**TASK ITEM**. Lines in the data below that contain the word "left" are to be copied.

**Spatial localization data**.
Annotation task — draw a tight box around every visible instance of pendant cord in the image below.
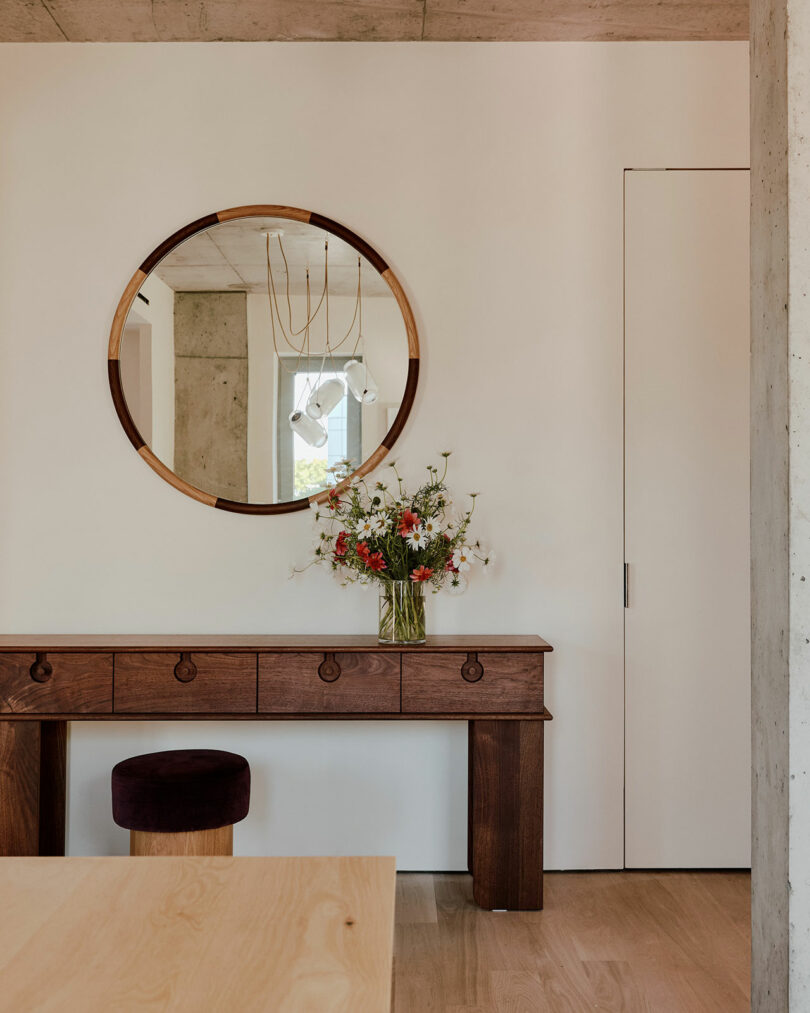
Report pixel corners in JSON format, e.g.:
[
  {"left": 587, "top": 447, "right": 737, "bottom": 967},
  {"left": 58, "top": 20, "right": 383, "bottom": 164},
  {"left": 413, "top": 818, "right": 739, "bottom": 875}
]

**FINISHED EXERCISE**.
  {"left": 587, "top": 447, "right": 737, "bottom": 967},
  {"left": 58, "top": 20, "right": 383, "bottom": 164},
  {"left": 413, "top": 818, "right": 739, "bottom": 875}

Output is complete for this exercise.